▸ **STATED TASK**: Copy out all of the material below, requests included, and shift every coordinate in the answers by adding 134 to it. Keep the numbers in the requests and their sample rows unchanged.

* * * *

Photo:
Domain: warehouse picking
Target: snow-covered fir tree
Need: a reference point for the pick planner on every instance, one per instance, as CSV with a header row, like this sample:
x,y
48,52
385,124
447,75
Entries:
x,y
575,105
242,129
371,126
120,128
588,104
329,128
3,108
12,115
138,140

* * * *

▸ **ANSWER TO THIS PROBLEM**:
Photo:
Domain: warehouse picking
Target: snow-covered fir tree
Need: a reference point for the pick planner on every instance, one per instance, as CSV with a header row, like this sample:
x,y
48,52
385,124
447,75
Entries:
x,y
709,239
376,263
505,260
254,262
722,238
463,262
137,242
146,249
272,274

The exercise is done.